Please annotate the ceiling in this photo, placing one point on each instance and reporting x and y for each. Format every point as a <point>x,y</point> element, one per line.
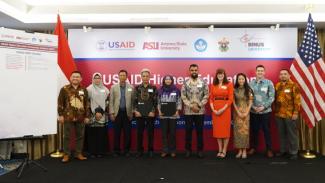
<point>37,15</point>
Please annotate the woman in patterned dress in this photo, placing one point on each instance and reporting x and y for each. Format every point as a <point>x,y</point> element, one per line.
<point>243,96</point>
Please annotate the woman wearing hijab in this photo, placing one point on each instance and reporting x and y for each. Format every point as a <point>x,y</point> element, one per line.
<point>169,105</point>
<point>96,131</point>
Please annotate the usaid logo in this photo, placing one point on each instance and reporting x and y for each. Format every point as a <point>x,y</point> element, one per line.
<point>150,46</point>
<point>200,45</point>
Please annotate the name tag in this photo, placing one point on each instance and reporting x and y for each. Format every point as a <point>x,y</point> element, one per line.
<point>258,98</point>
<point>264,89</point>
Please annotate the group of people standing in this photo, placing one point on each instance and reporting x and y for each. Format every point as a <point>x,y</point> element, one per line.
<point>247,104</point>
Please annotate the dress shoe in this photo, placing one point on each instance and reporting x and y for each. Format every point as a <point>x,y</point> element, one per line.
<point>188,154</point>
<point>139,155</point>
<point>65,159</point>
<point>163,155</point>
<point>81,157</point>
<point>115,155</point>
<point>200,154</point>
<point>127,154</point>
<point>150,154</point>
<point>293,157</point>
<point>251,151</point>
<point>281,154</point>
<point>173,155</point>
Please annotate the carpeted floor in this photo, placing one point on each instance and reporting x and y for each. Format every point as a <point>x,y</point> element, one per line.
<point>256,169</point>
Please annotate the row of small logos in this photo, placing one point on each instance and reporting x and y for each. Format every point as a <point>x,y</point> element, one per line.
<point>199,45</point>
<point>26,39</point>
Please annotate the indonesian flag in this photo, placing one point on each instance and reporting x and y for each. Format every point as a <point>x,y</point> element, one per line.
<point>66,63</point>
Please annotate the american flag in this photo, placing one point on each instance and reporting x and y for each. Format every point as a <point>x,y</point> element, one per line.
<point>308,70</point>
--*--
§ **TASK TO COMPLETE**
Output every line of the records above unchanged, and keep the pictures out.

§ **ANSWER TO THIS TASK**
Please annotate the ceiling in this photo, placing one point on each instance and reporting x and y for each. Format every point as a <point>x,y</point> element, one per line.
<point>37,15</point>
Please annotate the woman in patterned dress in this photo, placing one point on each instance and reporting x and y for each. Format every point as a <point>x,y</point> element, one per line.
<point>243,96</point>
Please annotate the woman wearing hijab in this photo, placing one point on each instance and reporting x and y for each. Format every point as a <point>x,y</point> element, one per line.
<point>169,105</point>
<point>96,131</point>
Please annotate the usaid logo in this photo, placing one point on each instance and reporting x and y for each. Format every point as a <point>x,y</point> element, one per line.
<point>150,46</point>
<point>200,45</point>
Please annotate the name tag in this photo, placing one point on each instance and reporting x and y for each. Format every point as a <point>x,y</point> element, one per line.
<point>258,98</point>
<point>264,89</point>
Please annotate the group of people standing in this photo, placing one point on each instance and reporting x and y for each. Format every point as a <point>x,y</point> element, one per line.
<point>247,104</point>
Please annotate the dress shoe in this photo, placing one point on each instance and reporting x and y for each. Format every point as a <point>x,y</point> element, one per line.
<point>188,154</point>
<point>139,155</point>
<point>65,159</point>
<point>163,155</point>
<point>81,157</point>
<point>115,155</point>
<point>200,154</point>
<point>127,154</point>
<point>150,154</point>
<point>293,157</point>
<point>251,151</point>
<point>281,154</point>
<point>173,155</point>
Please annotate the carpeted floor in this photo, placing one point on each instance and reporting x and y for each. Format every point as a <point>x,y</point> element, one per line.
<point>256,169</point>
Please annotate the row of small logos in this photo, placing one point on each instance and reporting x and y for each. Format every point as a <point>x,y</point> element, one per line.
<point>199,45</point>
<point>26,39</point>
Please annotate the indonesian flag in this photo, placing one point on each instance and reporting x and y for each. Format every point as a <point>x,y</point> element, one per line.
<point>66,63</point>
Please annotate the american flag in this photo, placing one point on each instance and reporting x and y for each. Format every point as a <point>x,y</point> element, one per line.
<point>308,70</point>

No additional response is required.